Currently the most energy dense battery packs made with cobalt-free LFP (LiFePO4) cells in China are being used by electric buses. Yutong electric buses powered by CATL’s LFP battery cells hold the current record with an impressive figure of 161,29 Wh/kg at the battery pack level. This means that at the battery cell level CATL already managed to surpass 190 Wh/kg… It comes as a nice surprise after the disappointing energy density figure of 125 Wh/kg achieved by the Tesla Model 3 with CATL’s LFP battery cells.

While most automakers are still making excuses to delay the massification of electric cars, the Standard Range Plus version of the Tesla Model 3 made in China already has an extremely safe, durable, simple and cheap cobalt-free LFP battery from CATL and an impressive profit margin of 35 %. This version costs 291.800 yuan (36.480 euros) before government subsidies and 271.550 yuan (33.948 euros) after subsidies. Curiously, in the more expensive Long Range version of the same electric car made in China the profit margin is lower (32 %). In this version the battery is more complex and made with NCM 811 cylindrical battery cells from LG Chem.

The first generation NCM 811 battery cells from CATL and SK Innovation are now on top of the list of the most energy dense cells used in China. As for the second generation of NCM 811 batteries with silicon added to the graphite anode, they will arrive later this year and will be able to reach 300 Wh/kg. The latest list also shows us that cylindrical battery cells are no longer required to achieve great energy density levels.
#####
TASKS AND EXERCISES =
1. List every energy density figure given in Wh/kg in the battery text.
2. Return everything in the battery text from "While most automakers" down to "from LG Chem.", copied verbatim.
3. According to the battery text, what profit margin does the Long Range version of the Tesla Model 3 made in China have?
Work from the battery text alone.

SOURCE MATERIAL =
#####
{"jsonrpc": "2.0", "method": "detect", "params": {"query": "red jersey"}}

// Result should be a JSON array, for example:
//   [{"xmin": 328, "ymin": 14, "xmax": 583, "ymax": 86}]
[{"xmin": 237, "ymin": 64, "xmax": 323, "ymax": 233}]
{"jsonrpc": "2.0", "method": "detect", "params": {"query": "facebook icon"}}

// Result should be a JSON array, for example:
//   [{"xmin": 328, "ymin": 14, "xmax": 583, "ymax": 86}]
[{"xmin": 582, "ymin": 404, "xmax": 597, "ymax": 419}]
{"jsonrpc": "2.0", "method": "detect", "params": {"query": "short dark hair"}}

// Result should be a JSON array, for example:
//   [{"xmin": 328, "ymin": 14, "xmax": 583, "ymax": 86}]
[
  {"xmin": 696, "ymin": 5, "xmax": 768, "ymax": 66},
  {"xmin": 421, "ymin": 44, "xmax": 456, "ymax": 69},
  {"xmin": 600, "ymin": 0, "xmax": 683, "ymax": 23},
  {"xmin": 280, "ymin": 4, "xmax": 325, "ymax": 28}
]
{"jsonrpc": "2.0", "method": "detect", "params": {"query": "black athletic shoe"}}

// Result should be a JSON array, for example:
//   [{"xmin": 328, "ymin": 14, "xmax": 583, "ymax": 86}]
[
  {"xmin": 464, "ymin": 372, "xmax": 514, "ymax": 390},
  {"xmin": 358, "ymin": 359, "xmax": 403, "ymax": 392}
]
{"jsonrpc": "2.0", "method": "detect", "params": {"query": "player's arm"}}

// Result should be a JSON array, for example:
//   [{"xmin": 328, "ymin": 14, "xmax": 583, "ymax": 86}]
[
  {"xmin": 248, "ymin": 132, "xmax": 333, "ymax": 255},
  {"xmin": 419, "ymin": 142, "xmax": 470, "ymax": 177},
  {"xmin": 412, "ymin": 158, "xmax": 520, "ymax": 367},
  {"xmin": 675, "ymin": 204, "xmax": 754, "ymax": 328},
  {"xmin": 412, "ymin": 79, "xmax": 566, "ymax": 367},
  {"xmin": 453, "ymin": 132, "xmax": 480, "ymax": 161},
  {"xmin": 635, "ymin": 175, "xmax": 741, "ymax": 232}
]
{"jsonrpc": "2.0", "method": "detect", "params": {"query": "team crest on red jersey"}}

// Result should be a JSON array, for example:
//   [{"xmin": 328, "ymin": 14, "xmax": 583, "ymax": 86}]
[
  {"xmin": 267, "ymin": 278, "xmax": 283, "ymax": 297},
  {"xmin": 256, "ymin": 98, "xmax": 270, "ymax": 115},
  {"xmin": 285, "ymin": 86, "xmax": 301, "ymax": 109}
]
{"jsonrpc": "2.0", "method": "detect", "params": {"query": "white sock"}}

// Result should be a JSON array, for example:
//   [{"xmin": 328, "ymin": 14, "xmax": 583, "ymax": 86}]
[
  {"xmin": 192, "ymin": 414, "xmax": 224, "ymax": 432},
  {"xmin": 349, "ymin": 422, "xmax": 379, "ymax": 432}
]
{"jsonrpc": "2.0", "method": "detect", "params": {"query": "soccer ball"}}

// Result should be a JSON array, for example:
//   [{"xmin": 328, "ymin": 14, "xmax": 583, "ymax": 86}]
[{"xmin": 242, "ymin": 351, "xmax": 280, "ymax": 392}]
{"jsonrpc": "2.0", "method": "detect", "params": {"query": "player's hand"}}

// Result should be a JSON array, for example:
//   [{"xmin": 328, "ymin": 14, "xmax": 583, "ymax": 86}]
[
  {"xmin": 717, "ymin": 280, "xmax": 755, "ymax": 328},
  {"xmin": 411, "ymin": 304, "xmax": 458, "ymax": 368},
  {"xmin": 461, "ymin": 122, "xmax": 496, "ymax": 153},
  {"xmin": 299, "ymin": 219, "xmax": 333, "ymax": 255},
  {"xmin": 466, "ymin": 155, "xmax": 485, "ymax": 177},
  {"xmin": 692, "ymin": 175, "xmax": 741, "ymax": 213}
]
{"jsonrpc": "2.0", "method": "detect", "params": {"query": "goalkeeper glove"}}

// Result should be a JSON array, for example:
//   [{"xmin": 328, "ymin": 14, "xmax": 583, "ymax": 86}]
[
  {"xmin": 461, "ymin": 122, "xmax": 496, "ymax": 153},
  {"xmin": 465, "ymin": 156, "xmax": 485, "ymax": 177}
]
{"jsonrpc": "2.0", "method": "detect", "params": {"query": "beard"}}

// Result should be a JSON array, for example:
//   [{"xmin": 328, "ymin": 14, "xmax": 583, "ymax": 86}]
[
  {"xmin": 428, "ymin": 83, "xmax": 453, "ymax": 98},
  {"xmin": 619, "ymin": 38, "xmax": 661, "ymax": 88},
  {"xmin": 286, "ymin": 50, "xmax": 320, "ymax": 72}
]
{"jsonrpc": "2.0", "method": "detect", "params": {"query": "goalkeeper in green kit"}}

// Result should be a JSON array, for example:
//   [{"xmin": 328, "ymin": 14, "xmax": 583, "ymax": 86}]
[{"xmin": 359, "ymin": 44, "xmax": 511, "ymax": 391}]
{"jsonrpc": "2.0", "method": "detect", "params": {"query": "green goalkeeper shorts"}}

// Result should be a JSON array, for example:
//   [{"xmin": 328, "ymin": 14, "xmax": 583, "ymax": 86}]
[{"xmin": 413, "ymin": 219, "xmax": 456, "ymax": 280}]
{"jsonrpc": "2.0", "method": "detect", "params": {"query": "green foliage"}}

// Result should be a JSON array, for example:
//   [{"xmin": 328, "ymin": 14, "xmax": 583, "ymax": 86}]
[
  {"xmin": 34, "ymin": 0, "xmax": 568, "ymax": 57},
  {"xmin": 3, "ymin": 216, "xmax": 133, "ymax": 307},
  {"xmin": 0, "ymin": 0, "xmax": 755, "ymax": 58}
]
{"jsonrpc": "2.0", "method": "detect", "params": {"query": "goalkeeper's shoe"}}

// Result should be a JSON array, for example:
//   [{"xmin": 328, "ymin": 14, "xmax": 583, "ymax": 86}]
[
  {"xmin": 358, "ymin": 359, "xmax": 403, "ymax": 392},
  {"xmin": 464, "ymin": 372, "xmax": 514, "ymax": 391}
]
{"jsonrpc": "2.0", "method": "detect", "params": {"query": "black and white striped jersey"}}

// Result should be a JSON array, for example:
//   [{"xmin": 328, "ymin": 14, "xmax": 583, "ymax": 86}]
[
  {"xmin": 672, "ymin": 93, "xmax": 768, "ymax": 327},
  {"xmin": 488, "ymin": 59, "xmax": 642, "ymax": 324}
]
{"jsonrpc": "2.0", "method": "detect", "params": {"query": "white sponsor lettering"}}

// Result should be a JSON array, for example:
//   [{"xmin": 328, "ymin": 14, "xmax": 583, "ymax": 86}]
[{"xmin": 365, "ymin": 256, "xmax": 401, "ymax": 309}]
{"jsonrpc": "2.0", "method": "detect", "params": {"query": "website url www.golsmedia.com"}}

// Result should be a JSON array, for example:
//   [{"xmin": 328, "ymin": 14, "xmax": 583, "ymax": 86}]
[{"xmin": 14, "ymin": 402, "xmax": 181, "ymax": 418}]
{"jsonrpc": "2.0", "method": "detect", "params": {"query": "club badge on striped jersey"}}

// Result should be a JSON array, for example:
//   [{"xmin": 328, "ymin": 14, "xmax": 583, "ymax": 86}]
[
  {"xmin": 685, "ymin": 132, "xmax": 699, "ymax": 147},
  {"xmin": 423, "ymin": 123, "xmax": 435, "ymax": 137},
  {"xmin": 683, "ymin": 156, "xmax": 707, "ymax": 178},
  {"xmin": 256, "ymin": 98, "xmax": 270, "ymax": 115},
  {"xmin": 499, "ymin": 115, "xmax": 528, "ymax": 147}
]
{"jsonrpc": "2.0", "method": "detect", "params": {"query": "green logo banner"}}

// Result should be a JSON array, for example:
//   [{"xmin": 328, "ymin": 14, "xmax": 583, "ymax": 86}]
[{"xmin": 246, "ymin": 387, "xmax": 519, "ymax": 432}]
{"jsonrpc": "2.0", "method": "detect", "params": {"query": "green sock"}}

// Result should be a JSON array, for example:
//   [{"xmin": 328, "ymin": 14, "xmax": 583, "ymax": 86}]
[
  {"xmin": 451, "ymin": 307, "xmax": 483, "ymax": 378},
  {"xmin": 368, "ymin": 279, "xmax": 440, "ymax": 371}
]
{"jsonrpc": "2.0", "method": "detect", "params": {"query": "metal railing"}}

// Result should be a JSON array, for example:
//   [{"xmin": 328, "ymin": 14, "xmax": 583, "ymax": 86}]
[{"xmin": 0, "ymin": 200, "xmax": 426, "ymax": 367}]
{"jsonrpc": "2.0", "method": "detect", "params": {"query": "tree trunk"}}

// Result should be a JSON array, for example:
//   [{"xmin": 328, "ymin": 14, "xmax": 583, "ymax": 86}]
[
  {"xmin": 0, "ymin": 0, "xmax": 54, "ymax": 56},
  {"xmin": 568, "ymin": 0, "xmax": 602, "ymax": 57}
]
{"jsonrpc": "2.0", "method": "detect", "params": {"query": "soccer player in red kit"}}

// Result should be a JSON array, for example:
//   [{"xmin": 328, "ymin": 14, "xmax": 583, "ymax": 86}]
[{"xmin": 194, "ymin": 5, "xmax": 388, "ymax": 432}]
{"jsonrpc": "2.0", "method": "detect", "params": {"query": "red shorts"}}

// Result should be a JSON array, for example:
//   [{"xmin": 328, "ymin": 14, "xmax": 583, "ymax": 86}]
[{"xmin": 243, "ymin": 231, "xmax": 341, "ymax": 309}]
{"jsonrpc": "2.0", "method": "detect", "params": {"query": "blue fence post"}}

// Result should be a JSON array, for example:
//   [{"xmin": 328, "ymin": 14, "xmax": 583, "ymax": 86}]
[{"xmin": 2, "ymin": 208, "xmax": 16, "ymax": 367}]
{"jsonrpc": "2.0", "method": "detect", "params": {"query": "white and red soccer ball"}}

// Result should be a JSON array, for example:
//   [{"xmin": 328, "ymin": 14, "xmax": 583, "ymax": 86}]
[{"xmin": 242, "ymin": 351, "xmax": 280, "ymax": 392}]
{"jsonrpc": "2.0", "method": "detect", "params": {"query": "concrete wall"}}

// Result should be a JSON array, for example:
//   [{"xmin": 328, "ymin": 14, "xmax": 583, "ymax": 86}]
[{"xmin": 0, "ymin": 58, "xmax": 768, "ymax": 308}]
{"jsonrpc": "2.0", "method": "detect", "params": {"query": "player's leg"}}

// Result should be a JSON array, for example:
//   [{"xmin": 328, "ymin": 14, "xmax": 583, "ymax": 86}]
#####
EXERCISE RESPONSES =
1. 161,29 Wh/kg; 190 Wh/kg; 125 Wh/kg; 300 Wh/kg

2.
While most automakers are still making excuses to delay the massification of electric cars, the Standard Range Plus version of the Tesla Model 3 made in China already has an extremely safe, durable, simple and cheap cobalt-free LFP battery from CATL and an impressive profit margin of 35 %. This version costs 291.800 yuan (36.480 euros) before government subsidies and 271.550 yuan (33.948 euros) after subsidies. Curiously, in the more expensive Long Range version of the same electric car made in China the profit margin is lower (32 %). In this version the battery is more complex and made with NCM 811 cylindrical battery cells from LG Chem.

3. The Long Range version has a profit margin of 32 %.